***** AVAILABLE DATA *****

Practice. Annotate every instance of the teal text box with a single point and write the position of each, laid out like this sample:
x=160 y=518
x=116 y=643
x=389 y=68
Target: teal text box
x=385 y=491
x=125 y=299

*****

→ **YOUR GOAL**:
When you answer, retype all of the material exactly as it appears above.

→ **EXERCISE RESULT**:
Practice. Annotate every instance of the teal text box with a single point and write the position of each, laid out like this sample:
x=160 y=518
x=116 y=643
x=389 y=68
Target: teal text box
x=385 y=491
x=125 y=299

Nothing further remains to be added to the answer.